Return every line of the entries below that contains the string "outline". Case counts.

++++++++++++++++++++

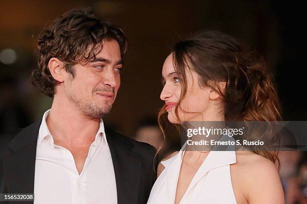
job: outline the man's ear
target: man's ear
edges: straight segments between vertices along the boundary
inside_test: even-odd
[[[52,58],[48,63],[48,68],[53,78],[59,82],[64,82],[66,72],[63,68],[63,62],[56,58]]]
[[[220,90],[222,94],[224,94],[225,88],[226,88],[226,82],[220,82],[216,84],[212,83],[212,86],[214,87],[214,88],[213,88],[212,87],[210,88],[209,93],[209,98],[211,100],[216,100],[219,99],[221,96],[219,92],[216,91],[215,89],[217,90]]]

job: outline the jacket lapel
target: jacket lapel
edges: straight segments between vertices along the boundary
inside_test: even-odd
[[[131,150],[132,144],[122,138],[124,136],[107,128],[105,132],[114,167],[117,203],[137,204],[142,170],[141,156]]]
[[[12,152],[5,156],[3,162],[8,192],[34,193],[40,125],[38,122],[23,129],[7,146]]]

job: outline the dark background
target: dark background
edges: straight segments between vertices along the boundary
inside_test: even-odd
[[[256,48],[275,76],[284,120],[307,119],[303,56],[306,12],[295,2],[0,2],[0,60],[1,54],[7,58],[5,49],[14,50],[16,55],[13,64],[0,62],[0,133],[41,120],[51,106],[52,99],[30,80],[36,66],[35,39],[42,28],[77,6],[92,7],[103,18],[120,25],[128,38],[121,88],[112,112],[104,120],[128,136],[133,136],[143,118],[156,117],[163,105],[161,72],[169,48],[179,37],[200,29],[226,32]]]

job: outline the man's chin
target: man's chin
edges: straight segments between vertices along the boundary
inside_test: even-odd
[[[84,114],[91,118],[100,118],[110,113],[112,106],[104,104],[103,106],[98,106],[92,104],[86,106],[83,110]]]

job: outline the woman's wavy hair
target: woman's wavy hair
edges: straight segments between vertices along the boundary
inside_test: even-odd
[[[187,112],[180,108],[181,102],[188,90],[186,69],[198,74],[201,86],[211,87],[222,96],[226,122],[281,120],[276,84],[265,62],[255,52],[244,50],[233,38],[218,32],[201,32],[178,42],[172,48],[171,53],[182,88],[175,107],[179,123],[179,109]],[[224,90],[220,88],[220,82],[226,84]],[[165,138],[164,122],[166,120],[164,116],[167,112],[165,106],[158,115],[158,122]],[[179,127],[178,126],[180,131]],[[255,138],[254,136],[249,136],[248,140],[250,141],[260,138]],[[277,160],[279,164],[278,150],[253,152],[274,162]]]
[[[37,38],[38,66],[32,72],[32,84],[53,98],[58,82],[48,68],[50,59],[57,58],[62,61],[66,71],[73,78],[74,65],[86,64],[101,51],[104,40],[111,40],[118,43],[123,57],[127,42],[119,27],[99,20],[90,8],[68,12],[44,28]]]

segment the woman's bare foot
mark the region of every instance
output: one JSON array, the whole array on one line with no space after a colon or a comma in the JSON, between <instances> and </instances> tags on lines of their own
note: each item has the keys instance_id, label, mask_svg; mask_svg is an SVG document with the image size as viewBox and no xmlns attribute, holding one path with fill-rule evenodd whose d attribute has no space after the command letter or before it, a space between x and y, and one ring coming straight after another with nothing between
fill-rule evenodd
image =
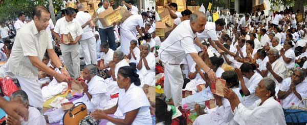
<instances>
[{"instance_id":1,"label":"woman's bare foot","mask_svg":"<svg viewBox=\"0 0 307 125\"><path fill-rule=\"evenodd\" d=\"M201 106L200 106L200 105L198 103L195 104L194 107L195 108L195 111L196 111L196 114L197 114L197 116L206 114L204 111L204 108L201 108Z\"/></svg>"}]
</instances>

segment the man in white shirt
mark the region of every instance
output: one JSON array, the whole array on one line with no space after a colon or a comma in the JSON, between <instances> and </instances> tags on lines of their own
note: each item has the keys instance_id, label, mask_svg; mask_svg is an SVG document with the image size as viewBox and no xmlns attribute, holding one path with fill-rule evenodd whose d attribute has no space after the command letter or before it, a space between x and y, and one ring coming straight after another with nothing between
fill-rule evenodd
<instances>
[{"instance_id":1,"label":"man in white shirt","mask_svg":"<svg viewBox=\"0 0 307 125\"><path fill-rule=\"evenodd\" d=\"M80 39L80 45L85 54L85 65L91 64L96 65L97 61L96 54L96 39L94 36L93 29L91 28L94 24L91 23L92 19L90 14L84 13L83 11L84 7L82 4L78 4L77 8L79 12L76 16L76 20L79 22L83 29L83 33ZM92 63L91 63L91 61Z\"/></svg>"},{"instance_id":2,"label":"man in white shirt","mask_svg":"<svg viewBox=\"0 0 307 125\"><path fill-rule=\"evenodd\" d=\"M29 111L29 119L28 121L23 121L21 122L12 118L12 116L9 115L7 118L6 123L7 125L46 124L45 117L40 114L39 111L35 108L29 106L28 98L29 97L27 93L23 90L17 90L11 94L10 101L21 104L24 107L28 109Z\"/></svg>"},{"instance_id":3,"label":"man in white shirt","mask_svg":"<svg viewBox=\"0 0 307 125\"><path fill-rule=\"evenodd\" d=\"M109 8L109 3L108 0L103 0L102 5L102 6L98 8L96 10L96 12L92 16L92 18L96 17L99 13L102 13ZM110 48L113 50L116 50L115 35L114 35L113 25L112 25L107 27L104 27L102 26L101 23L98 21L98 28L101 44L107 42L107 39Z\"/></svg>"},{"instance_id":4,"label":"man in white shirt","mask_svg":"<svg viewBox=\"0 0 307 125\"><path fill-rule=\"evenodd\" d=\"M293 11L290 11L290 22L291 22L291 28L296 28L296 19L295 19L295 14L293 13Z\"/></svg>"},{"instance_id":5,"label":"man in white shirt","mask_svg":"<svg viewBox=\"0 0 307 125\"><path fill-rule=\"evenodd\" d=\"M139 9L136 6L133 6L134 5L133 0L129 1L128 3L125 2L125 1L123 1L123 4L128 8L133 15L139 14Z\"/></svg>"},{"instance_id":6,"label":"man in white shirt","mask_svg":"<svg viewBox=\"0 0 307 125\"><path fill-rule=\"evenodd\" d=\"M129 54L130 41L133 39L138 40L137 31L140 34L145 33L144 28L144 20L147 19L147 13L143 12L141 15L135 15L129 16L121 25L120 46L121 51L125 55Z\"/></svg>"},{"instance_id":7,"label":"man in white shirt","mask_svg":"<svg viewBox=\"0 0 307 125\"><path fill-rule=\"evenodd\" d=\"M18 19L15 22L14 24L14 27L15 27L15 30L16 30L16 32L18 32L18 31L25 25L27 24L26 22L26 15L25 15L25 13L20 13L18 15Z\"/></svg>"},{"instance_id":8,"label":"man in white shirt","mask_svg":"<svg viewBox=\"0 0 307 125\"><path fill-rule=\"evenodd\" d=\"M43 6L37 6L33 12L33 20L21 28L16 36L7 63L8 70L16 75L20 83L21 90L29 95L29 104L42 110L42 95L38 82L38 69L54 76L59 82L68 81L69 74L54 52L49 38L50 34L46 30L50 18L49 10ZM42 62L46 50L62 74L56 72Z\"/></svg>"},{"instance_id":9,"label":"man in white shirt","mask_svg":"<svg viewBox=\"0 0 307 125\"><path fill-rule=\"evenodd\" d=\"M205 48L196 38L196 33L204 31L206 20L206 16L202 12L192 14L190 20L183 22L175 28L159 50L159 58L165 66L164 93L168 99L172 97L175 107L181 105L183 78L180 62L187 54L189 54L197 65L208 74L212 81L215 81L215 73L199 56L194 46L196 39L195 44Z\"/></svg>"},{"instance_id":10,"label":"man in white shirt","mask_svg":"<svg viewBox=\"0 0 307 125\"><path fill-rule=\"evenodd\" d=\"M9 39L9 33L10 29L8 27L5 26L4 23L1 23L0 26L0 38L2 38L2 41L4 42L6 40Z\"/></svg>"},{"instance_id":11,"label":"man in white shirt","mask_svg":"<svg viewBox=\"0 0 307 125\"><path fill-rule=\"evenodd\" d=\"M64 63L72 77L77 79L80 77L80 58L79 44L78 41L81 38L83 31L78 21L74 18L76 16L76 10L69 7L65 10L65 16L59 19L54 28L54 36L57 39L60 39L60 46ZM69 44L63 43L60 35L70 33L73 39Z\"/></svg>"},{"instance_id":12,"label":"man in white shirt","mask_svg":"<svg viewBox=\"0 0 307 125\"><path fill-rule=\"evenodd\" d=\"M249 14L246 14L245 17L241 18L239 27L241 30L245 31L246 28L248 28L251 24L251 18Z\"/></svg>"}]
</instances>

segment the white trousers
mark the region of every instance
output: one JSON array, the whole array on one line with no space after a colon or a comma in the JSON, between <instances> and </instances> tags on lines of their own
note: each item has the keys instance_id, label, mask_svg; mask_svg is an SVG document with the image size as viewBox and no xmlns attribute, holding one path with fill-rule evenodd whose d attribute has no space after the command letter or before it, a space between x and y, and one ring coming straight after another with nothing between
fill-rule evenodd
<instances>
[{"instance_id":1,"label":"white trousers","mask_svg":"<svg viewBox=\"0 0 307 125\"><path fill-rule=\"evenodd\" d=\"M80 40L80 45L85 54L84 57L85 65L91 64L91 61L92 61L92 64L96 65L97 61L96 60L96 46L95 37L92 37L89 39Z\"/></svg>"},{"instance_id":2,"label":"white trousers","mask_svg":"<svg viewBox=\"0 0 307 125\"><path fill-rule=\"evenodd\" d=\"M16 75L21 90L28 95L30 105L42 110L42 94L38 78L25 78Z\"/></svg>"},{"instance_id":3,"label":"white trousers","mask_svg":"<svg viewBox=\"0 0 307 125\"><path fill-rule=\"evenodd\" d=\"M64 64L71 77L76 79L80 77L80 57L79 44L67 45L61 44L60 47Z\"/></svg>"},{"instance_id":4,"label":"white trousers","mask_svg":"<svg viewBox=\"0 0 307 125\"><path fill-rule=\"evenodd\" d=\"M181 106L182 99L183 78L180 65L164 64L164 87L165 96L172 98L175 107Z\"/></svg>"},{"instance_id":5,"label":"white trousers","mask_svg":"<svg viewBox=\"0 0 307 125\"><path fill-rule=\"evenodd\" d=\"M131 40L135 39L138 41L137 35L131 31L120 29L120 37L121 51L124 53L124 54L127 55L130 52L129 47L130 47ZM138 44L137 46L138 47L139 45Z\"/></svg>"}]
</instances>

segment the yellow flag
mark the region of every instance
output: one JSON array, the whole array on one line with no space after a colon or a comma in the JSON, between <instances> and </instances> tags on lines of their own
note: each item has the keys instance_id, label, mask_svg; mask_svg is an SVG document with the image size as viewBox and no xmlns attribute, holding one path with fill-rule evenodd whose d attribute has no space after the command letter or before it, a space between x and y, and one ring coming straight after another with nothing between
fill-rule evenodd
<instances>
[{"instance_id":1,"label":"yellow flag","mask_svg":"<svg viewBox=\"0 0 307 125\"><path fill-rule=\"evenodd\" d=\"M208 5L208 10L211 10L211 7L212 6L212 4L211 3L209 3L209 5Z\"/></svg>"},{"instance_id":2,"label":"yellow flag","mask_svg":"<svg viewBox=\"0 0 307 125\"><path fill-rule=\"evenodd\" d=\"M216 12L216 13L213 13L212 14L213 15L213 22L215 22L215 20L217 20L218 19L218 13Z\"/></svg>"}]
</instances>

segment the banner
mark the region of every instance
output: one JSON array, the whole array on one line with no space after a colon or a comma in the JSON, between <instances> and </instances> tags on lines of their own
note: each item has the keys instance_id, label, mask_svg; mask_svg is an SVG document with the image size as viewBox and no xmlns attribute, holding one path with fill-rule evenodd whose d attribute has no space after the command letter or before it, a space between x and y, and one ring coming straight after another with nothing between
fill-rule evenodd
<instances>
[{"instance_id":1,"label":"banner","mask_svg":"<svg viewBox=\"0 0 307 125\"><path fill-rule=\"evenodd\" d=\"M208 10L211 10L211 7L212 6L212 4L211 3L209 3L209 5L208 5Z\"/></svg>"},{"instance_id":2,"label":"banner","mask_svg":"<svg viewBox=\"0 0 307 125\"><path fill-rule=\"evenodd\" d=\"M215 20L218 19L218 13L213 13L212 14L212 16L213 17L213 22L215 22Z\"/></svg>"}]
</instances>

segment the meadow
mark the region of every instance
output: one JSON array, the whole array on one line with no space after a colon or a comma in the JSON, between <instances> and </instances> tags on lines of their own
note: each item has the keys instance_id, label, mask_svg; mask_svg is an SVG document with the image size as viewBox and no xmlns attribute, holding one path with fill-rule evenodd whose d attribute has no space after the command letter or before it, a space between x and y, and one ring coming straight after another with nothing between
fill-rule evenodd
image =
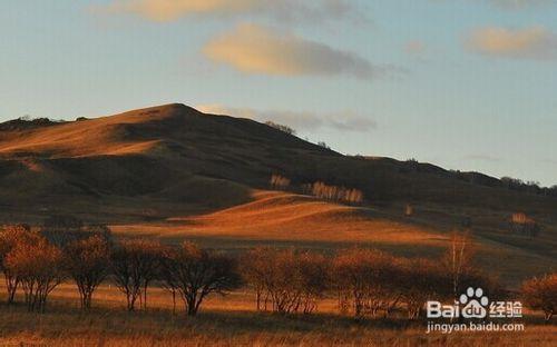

++++++++++++++++++++

- [THE OUTPUT]
job: outline the man's ear
job: outline the jacket lapel
job: outline the dark background
job: outline the man's chin
job: outline the woman's wavy hair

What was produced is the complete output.